§ Problem requirements: What is the count of lines in the records that include "hand"? Reply with that number alone.

§ The records:
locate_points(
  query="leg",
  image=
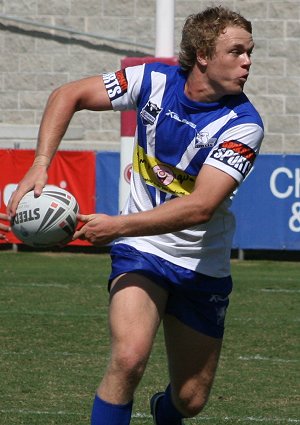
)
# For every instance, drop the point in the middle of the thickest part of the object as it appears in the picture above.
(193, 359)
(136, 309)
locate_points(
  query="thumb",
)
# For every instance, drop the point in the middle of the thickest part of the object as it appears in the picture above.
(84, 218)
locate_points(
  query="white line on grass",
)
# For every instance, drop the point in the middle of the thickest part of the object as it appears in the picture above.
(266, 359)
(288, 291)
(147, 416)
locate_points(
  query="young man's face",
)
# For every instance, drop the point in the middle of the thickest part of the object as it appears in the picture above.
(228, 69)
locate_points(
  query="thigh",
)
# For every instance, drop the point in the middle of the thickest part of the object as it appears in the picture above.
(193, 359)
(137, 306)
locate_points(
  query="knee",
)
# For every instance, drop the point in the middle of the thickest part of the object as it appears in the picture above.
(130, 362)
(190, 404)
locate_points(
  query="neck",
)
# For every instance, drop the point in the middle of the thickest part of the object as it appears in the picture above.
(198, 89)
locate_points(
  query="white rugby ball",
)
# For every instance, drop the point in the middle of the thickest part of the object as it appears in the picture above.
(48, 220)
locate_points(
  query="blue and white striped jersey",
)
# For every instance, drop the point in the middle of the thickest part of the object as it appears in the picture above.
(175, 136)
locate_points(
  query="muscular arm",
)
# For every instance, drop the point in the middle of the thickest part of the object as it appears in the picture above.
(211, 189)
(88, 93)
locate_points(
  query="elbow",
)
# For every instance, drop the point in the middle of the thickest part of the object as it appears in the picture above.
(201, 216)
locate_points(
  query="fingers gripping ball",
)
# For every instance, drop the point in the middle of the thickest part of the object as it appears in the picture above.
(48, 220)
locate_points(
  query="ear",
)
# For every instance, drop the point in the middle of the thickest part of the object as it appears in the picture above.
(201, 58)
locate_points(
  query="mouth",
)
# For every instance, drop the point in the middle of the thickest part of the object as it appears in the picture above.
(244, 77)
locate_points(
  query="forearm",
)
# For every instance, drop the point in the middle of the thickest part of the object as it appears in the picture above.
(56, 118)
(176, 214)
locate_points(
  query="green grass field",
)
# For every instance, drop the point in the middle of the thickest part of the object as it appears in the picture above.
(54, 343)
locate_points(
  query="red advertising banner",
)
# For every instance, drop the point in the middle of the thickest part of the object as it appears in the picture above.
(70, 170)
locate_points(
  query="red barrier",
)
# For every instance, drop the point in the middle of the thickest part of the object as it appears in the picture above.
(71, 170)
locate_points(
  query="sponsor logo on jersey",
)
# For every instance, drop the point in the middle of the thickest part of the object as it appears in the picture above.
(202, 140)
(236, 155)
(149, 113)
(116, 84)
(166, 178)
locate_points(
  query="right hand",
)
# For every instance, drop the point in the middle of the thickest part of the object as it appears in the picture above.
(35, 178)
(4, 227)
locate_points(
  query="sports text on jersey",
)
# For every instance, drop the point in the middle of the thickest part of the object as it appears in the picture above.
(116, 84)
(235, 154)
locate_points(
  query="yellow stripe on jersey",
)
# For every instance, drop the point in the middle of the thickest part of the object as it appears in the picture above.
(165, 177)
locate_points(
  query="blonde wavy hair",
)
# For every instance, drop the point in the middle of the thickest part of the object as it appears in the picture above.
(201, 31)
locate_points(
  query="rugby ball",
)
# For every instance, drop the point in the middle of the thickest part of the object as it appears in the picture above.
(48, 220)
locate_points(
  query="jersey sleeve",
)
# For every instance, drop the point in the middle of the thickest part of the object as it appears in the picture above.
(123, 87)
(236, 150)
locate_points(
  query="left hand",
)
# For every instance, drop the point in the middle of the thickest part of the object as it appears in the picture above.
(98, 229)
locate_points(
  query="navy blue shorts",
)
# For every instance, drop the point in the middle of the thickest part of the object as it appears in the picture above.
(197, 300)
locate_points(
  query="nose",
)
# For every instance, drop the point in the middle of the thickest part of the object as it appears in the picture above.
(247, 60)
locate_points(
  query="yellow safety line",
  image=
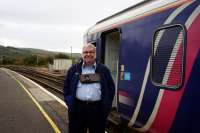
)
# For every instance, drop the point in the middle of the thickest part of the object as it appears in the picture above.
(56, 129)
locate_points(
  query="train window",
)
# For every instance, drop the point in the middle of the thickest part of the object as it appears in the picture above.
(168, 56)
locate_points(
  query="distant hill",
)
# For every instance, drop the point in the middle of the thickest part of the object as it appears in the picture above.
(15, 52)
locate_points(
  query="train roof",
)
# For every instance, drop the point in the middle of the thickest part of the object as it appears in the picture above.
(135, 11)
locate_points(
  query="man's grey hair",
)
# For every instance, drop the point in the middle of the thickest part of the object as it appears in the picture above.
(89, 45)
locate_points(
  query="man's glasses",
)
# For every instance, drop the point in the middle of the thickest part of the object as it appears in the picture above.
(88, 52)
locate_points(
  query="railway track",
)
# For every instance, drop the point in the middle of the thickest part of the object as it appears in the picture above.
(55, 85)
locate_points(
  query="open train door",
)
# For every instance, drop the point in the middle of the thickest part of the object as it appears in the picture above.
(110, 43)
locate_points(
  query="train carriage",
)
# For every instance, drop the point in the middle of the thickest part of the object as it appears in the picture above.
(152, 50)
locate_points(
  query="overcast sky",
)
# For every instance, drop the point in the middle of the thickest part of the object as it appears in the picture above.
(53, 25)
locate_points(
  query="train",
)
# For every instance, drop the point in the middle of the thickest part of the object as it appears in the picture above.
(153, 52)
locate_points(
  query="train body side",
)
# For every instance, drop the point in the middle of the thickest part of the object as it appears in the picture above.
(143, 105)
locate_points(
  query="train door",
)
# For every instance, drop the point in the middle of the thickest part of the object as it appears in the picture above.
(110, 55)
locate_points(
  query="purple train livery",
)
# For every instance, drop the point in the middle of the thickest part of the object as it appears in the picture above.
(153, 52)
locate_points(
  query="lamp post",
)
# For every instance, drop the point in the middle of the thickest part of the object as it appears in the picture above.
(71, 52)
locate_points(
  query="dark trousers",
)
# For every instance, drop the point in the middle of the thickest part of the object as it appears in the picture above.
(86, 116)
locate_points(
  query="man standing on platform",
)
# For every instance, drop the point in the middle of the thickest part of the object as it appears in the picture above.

---

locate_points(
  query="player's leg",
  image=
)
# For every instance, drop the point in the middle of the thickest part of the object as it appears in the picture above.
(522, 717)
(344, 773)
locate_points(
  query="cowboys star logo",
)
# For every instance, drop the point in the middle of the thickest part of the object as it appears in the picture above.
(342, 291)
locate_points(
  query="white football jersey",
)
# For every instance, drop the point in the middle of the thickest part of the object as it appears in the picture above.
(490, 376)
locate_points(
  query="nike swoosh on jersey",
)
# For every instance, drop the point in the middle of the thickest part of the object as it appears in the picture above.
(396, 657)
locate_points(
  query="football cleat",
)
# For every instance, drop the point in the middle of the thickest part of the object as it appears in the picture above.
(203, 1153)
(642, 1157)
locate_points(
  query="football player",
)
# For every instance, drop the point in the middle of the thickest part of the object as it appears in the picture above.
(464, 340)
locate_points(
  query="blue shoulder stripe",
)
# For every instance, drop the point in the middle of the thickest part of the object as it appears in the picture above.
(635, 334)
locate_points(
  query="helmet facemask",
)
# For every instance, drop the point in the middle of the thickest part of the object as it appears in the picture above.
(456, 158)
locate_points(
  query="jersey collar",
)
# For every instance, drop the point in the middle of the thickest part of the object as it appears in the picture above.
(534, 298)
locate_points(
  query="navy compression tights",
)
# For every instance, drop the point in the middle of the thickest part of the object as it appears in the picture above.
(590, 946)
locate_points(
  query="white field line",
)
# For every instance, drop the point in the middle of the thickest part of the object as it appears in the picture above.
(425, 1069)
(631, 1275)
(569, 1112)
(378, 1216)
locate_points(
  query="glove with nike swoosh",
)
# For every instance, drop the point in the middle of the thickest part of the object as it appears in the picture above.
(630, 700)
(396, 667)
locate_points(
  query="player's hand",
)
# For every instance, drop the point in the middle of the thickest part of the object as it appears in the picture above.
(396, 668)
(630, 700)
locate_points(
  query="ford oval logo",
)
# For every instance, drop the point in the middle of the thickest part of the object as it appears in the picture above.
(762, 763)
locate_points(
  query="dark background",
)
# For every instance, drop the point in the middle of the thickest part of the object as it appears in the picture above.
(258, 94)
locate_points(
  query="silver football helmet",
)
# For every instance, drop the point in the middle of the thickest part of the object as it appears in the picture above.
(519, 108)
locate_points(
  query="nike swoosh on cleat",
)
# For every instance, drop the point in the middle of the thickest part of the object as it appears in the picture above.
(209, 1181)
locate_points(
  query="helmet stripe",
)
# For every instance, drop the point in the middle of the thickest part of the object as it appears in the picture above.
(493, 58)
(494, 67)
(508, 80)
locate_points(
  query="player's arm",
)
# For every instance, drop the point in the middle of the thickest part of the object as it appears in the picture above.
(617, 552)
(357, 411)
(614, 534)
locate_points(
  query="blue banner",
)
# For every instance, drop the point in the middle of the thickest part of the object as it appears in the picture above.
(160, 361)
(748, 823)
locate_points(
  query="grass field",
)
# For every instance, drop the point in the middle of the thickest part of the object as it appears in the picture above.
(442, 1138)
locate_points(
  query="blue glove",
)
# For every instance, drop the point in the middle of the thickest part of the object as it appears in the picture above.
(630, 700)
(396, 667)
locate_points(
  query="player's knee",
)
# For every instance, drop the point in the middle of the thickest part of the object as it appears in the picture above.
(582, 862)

* * *

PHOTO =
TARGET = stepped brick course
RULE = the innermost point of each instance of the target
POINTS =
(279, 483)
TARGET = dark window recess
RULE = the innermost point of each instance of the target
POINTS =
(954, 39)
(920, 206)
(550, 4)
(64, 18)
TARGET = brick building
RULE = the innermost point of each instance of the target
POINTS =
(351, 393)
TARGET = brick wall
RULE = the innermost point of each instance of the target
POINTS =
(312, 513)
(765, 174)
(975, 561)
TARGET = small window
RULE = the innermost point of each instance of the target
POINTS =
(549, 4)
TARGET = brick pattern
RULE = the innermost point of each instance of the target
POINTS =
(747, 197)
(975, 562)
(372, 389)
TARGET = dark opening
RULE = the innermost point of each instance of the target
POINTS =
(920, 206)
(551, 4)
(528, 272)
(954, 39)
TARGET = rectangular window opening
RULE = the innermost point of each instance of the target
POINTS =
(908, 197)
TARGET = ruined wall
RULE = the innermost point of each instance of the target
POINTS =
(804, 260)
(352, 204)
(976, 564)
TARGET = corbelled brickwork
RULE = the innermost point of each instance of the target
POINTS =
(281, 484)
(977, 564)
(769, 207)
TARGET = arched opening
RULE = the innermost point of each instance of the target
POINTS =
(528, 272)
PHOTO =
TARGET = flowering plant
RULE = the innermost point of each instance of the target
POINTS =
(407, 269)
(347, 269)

§ Completed exercise: 3